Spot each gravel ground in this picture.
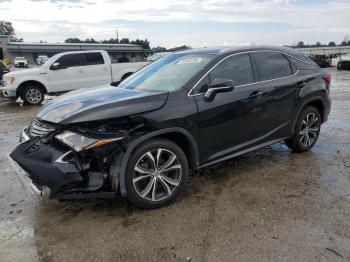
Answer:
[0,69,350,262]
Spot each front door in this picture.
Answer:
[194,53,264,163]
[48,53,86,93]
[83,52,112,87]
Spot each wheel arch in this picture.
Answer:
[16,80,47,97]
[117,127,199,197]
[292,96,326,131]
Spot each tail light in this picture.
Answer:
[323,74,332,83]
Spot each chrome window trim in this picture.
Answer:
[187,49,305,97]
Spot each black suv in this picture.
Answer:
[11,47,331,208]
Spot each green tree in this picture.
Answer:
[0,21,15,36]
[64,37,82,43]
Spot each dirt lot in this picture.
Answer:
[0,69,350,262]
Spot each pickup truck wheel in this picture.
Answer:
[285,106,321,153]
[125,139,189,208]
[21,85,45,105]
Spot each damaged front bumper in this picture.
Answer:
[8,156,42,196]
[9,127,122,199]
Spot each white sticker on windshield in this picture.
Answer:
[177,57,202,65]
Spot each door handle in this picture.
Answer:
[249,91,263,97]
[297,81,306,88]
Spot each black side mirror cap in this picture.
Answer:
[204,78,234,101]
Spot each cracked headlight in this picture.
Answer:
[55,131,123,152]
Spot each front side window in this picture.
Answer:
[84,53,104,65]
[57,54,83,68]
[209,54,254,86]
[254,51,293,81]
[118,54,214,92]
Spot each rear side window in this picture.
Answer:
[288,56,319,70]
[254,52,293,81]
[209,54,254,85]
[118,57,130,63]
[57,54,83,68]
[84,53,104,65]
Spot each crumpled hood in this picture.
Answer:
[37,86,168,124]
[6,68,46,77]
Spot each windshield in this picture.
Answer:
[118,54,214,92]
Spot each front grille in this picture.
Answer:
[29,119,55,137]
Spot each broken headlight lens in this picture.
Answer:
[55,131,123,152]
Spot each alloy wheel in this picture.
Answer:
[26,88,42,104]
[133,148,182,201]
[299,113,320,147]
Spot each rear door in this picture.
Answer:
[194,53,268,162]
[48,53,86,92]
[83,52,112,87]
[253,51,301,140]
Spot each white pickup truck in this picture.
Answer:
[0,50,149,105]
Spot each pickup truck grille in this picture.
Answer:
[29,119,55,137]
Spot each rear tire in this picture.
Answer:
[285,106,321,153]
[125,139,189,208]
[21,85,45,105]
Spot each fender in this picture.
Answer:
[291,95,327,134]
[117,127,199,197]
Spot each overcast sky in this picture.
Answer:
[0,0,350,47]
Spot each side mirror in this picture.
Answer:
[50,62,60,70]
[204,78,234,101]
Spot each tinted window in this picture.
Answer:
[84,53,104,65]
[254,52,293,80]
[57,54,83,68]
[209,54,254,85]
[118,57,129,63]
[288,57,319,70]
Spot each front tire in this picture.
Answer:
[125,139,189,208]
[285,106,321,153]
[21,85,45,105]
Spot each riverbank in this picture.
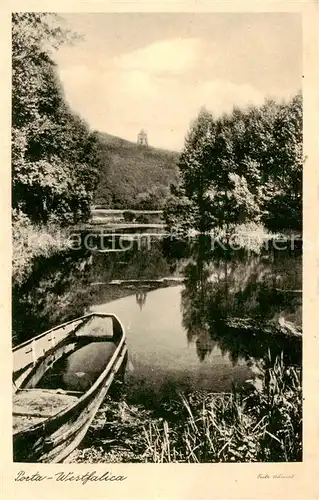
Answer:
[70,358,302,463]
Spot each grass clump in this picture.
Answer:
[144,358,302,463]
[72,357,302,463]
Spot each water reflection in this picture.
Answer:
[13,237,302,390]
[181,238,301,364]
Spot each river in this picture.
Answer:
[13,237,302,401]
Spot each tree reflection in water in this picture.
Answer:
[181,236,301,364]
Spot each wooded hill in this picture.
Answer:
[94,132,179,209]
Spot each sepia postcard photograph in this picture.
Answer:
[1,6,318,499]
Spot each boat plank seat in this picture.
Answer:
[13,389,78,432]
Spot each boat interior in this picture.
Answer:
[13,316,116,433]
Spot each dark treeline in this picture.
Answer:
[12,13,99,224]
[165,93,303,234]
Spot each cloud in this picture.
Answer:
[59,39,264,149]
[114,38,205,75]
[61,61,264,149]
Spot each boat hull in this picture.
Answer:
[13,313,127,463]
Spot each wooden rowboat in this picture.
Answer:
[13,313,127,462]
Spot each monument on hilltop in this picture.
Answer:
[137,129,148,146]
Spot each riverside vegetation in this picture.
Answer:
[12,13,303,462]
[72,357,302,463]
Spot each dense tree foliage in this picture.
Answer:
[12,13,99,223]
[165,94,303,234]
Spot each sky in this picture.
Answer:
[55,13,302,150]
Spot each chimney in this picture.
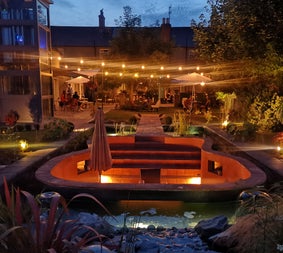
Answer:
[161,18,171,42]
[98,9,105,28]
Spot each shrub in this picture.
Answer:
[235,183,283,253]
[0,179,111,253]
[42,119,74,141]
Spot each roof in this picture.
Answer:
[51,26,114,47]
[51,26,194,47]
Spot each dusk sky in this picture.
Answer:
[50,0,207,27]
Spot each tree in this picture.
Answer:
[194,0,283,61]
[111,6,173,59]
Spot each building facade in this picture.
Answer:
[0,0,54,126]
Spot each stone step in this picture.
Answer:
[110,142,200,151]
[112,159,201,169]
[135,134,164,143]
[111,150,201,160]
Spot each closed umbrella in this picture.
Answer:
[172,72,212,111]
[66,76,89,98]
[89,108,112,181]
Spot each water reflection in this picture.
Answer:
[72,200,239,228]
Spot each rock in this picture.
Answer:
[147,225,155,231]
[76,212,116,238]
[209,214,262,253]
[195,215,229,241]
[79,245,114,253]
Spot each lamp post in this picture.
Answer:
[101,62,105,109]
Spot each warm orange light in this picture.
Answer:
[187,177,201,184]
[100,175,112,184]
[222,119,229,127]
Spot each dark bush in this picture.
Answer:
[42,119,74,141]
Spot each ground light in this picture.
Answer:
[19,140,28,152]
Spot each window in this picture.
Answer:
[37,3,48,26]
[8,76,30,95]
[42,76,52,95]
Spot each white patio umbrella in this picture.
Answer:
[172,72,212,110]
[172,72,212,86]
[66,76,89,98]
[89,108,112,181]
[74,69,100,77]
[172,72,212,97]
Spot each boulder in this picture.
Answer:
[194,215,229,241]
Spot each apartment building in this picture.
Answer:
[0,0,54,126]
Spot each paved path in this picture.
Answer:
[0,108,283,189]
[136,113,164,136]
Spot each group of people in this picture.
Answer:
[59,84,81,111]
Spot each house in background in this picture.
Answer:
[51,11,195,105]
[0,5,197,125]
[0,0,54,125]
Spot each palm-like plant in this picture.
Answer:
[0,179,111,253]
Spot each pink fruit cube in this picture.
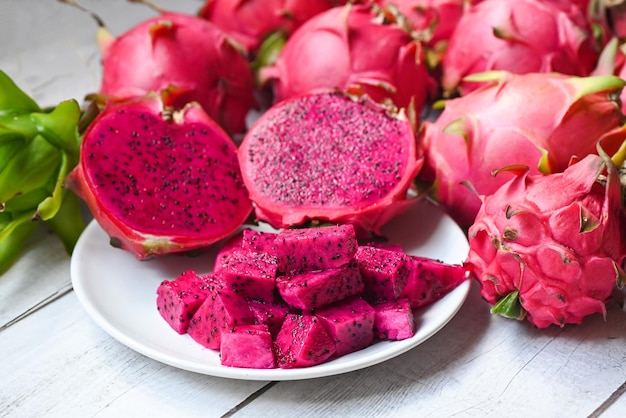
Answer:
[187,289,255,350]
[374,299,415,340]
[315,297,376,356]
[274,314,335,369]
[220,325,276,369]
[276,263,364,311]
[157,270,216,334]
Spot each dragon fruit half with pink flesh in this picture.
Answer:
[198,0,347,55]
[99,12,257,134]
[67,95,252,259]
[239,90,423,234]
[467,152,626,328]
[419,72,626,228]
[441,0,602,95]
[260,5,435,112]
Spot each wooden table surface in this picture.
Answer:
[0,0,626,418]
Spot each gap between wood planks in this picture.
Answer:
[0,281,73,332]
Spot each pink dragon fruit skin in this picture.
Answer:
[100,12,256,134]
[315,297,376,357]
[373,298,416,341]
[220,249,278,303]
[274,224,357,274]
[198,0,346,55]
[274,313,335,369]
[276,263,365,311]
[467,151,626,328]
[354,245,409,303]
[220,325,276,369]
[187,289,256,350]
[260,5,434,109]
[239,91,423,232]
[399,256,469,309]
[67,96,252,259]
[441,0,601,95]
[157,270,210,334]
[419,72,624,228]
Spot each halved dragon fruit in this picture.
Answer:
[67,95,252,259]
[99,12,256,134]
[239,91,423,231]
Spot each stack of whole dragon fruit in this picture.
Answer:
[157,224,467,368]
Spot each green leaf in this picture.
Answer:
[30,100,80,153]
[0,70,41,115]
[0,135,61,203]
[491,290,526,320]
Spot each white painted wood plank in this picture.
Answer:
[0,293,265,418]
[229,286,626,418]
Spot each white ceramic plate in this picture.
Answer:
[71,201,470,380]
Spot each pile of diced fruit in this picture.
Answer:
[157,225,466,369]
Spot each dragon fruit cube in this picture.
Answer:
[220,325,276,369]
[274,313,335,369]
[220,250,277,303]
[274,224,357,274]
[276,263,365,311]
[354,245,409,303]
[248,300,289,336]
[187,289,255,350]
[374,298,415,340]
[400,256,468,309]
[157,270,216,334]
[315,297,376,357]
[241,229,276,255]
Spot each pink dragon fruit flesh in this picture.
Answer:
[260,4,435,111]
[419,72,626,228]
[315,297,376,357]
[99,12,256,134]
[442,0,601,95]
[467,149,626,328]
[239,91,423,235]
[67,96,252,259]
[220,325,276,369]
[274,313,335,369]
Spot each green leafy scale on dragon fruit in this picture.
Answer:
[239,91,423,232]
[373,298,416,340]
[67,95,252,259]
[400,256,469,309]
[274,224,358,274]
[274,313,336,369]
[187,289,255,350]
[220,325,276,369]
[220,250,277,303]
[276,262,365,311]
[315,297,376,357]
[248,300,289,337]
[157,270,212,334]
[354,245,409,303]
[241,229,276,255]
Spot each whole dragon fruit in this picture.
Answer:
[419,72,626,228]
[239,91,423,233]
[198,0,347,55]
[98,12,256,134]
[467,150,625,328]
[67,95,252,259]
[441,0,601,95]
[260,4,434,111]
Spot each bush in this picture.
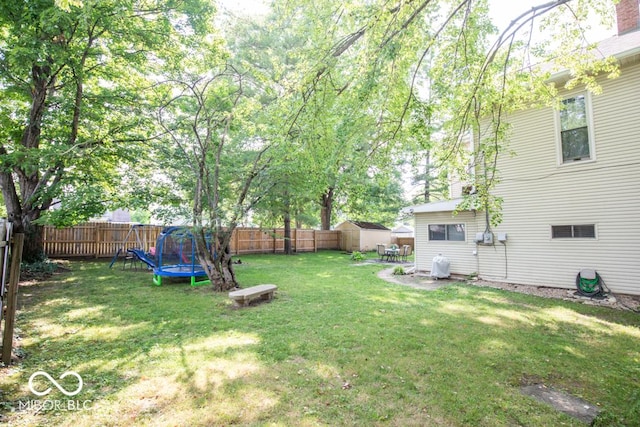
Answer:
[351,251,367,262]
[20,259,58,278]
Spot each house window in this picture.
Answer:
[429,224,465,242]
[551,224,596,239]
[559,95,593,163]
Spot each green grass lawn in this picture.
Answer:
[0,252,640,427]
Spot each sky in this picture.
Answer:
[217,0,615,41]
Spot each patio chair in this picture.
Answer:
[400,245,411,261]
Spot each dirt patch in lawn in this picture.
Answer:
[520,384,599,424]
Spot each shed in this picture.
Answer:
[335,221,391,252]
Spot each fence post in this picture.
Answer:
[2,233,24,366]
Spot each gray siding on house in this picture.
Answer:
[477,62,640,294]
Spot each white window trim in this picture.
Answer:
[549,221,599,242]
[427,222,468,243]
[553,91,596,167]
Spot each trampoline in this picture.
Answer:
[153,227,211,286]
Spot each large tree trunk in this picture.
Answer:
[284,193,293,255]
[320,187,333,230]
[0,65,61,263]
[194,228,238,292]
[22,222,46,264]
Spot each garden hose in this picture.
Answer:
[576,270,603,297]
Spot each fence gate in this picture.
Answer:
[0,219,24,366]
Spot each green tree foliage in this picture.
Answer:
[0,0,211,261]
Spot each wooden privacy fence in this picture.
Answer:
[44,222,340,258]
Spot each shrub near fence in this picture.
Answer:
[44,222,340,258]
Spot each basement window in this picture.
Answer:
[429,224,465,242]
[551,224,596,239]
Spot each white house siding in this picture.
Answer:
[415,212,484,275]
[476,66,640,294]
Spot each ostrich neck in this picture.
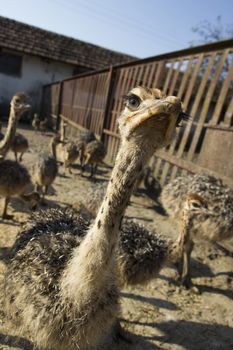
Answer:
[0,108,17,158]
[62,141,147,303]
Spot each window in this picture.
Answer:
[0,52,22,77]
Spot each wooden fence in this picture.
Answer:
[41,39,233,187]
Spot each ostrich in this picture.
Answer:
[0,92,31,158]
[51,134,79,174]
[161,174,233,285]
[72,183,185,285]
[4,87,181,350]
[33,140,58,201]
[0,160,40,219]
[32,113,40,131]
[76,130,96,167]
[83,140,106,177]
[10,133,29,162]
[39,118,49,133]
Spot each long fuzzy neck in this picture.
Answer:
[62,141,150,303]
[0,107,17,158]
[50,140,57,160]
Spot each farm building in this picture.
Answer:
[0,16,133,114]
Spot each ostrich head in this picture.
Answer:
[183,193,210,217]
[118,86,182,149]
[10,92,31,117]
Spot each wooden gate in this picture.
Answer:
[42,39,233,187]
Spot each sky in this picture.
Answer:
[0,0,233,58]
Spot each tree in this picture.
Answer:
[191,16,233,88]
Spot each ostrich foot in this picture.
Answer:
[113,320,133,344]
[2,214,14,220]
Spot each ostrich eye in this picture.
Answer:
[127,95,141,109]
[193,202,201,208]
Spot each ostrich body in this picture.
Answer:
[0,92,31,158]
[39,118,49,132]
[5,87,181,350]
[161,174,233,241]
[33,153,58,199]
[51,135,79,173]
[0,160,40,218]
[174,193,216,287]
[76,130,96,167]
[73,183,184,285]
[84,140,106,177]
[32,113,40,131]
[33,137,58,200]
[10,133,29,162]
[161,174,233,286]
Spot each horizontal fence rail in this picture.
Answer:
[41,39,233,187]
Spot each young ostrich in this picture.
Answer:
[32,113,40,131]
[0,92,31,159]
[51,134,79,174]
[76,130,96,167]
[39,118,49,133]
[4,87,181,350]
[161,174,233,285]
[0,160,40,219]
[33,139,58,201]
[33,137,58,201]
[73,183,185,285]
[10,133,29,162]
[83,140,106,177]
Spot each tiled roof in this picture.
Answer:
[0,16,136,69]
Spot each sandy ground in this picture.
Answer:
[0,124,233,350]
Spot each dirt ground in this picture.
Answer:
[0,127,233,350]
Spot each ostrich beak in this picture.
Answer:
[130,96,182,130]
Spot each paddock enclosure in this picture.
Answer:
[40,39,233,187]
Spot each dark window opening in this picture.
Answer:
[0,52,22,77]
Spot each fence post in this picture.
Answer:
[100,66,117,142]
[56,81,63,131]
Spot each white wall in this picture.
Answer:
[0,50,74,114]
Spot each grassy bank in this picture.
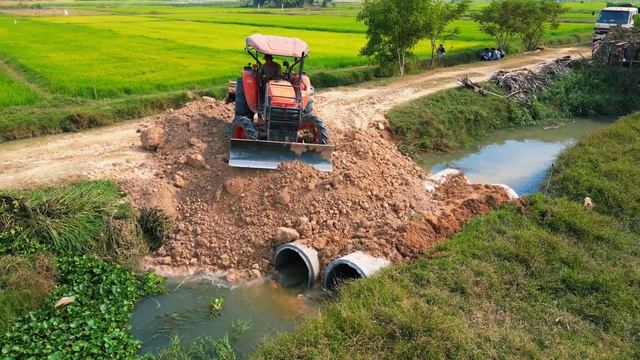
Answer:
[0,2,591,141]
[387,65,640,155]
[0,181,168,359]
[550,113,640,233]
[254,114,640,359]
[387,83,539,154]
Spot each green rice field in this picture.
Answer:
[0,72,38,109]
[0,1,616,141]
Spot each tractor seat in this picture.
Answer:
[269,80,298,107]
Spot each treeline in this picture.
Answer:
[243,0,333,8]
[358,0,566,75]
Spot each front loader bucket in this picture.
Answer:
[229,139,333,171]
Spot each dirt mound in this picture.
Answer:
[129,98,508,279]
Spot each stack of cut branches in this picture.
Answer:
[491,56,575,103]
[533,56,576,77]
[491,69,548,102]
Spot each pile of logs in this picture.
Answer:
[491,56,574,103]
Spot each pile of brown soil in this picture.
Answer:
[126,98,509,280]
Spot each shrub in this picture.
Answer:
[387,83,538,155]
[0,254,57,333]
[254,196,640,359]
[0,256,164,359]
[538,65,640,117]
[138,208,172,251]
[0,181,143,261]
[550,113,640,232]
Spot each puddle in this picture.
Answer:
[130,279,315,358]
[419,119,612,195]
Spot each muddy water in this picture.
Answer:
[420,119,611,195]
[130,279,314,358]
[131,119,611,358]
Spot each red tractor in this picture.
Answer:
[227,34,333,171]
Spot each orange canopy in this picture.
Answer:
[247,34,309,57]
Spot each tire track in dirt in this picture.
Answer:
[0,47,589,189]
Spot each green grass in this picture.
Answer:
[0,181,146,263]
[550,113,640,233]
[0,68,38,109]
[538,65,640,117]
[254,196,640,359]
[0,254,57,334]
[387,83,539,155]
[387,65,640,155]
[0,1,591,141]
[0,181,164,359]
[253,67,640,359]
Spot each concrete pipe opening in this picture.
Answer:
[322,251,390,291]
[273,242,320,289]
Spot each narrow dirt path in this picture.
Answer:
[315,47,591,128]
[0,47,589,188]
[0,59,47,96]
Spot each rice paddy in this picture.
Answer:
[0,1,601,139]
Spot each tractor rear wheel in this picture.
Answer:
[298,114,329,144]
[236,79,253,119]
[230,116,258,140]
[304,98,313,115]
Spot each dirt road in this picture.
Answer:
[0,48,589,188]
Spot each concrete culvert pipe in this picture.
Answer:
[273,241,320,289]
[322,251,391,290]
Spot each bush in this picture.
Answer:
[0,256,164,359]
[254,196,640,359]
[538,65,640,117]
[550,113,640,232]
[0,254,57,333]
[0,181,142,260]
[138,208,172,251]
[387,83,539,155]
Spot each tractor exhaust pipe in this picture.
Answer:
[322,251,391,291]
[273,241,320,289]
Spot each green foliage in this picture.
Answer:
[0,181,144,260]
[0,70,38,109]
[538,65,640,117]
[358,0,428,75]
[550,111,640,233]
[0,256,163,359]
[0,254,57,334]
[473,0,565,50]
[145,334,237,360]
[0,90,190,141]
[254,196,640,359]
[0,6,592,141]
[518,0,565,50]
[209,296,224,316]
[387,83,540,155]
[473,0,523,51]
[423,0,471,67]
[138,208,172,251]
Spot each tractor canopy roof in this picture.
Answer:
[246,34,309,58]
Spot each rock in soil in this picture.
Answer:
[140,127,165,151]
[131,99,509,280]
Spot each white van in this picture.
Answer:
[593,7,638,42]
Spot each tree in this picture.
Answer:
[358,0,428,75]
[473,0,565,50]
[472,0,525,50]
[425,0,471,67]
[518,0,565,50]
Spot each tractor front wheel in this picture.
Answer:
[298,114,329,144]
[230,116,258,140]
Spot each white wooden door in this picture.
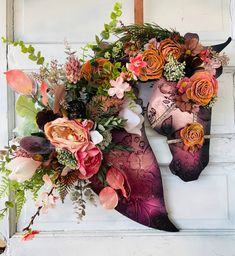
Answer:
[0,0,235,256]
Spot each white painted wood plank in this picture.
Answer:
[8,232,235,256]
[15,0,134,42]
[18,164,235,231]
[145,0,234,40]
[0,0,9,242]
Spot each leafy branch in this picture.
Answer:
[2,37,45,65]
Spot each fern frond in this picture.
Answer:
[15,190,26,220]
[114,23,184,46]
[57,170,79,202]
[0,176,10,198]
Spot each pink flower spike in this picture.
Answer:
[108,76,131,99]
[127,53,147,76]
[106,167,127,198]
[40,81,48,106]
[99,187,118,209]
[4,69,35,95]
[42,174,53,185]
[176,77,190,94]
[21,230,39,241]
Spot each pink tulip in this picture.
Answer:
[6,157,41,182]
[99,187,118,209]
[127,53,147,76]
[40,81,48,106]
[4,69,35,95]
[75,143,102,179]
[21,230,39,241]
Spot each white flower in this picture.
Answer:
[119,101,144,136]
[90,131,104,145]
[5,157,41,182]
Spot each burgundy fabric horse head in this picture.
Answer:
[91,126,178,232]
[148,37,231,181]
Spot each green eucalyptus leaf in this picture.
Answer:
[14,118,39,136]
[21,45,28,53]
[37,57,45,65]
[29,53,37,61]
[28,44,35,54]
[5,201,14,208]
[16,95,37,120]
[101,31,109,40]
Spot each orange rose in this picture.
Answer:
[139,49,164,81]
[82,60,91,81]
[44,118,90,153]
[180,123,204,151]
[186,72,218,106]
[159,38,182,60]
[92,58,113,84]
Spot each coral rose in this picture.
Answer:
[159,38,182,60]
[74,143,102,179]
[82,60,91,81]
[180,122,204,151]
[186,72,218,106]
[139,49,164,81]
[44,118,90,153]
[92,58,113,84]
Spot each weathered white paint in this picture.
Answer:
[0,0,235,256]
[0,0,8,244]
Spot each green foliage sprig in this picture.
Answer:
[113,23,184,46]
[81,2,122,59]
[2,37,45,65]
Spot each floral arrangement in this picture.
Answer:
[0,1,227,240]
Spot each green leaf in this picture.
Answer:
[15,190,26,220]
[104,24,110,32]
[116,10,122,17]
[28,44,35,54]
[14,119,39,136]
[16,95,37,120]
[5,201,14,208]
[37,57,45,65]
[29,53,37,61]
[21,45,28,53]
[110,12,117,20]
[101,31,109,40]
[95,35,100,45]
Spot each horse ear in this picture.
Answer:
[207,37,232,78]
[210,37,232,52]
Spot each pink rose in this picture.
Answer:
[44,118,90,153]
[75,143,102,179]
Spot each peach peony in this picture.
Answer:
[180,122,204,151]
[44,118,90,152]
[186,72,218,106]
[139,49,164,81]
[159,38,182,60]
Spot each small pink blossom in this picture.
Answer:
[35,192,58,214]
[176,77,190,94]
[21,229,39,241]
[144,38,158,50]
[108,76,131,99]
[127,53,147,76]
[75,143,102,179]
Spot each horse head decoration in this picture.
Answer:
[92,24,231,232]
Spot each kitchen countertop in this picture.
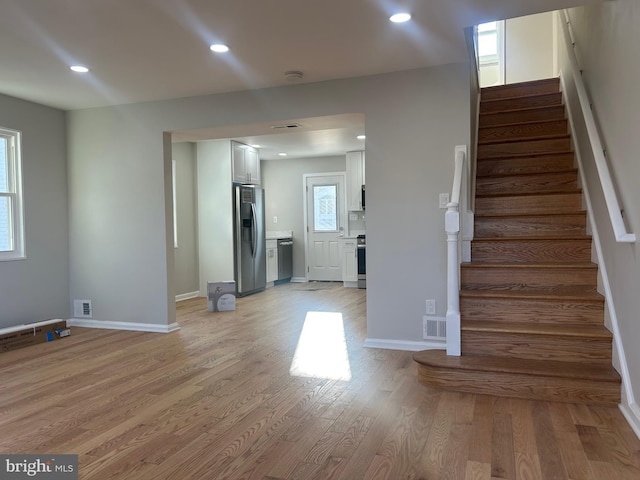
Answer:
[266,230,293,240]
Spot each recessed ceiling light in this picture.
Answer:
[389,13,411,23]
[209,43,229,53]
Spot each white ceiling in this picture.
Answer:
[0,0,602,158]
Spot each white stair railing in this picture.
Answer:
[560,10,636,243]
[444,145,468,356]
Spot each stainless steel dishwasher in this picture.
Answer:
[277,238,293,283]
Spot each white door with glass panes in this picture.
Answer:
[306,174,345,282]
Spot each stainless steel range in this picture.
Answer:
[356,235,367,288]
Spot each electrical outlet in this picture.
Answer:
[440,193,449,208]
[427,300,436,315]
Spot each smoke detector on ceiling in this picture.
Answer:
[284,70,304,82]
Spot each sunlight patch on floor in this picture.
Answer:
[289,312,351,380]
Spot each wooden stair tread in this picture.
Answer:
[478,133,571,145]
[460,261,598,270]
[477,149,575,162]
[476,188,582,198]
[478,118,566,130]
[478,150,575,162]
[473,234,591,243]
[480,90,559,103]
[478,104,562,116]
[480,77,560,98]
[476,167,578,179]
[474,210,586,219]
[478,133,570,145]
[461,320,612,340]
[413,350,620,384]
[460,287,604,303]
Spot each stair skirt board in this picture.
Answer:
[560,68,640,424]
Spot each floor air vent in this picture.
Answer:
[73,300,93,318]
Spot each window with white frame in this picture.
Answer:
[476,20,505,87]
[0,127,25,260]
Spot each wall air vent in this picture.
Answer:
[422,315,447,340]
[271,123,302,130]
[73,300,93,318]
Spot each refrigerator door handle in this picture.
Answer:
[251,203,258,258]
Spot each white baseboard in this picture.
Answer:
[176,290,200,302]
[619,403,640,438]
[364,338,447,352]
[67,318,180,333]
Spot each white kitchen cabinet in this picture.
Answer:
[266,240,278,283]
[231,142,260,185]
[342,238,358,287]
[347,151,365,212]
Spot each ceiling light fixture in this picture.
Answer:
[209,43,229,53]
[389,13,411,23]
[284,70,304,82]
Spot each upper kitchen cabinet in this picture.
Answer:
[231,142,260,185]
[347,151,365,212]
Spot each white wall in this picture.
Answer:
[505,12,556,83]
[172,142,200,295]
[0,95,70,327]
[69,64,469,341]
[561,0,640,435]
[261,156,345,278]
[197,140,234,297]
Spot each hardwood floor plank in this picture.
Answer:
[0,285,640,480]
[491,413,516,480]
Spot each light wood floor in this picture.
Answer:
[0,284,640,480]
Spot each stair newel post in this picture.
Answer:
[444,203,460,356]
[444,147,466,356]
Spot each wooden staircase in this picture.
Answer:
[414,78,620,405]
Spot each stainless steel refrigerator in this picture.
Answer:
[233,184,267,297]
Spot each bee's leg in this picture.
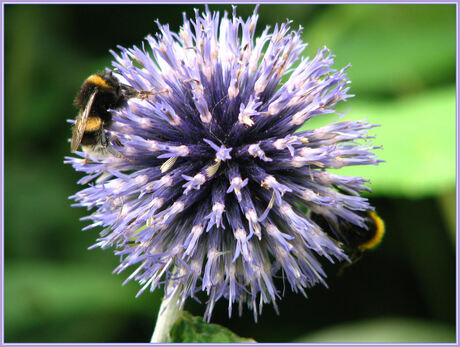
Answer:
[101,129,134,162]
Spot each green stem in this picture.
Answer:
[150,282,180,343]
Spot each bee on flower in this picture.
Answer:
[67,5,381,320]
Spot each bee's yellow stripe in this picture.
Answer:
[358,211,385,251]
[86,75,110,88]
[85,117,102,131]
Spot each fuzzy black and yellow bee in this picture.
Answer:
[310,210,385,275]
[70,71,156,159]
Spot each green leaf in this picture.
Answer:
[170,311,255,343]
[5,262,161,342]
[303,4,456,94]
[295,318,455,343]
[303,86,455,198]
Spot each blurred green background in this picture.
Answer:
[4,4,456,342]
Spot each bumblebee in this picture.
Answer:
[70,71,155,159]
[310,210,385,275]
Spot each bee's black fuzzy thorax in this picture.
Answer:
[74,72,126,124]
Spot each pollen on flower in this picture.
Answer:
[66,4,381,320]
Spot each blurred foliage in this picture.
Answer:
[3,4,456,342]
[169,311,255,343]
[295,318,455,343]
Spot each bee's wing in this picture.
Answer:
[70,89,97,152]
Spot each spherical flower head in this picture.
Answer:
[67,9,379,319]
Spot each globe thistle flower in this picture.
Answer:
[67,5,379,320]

**********

Challenge: Copy the data word for word, starting with the line with "Spot each warm orange light in this picture." and going on through the line with "[419,72,624,228]", and leave out the pictures.

Written reply:
Spot each warm orange light in this picture.
Answer:
[187,177,201,184]
[100,175,112,184]
[222,119,229,127]
Spot each dark bush in this picture.
Answer:
[42,119,74,141]
Spot each ground light in this picture.
Answer:
[19,140,28,152]
Spot each window in this picture.
Answer:
[37,3,48,26]
[8,76,30,95]
[42,76,52,95]
Spot each white patio umbrella in this picture.
Answer:
[172,72,212,110]
[172,72,212,86]
[66,76,89,98]
[89,108,112,181]
[74,69,100,77]
[172,72,212,97]
Spot each boulder in this picture.
Answer:
[194,215,229,241]
Spot each apartment building in this picture.
Answer:
[0,0,54,126]
Spot each paved path in this picture.
Answer:
[0,108,283,189]
[136,113,164,136]
Spot each group of people in this picture.
Answer:
[59,84,81,111]
Spot each house in background in this picture.
Answer:
[51,11,195,105]
[0,5,197,125]
[0,0,54,125]
Spot each palm-like plant in this picture.
Answer:
[0,179,111,253]
Spot each pink fruit cube in this picture.
Answer:
[187,289,255,350]
[374,299,415,340]
[315,297,376,356]
[274,314,335,369]
[220,325,276,369]
[276,263,364,311]
[157,270,216,334]
Spot each dragon fruit half with pink flesh in this picture.
Answer:
[198,0,347,55]
[99,12,257,134]
[67,95,252,259]
[239,90,423,234]
[467,152,626,328]
[419,72,626,228]
[441,0,602,95]
[260,5,435,112]
Spot each wooden table surface in this picture.
Answer:
[0,0,626,418]
Spot each gap between wood planks in this picture.
Answer:
[0,281,73,332]
Spot each pink dragon fruit skin in this picture.
Answer:
[100,12,256,134]
[315,297,376,357]
[373,298,416,341]
[220,249,278,303]
[274,224,357,274]
[198,0,346,55]
[274,313,335,369]
[276,263,365,311]
[467,151,626,328]
[354,245,409,303]
[220,325,276,369]
[187,289,256,350]
[260,5,434,109]
[239,91,423,232]
[399,256,469,309]
[67,96,252,259]
[441,0,601,95]
[157,270,210,334]
[419,72,624,228]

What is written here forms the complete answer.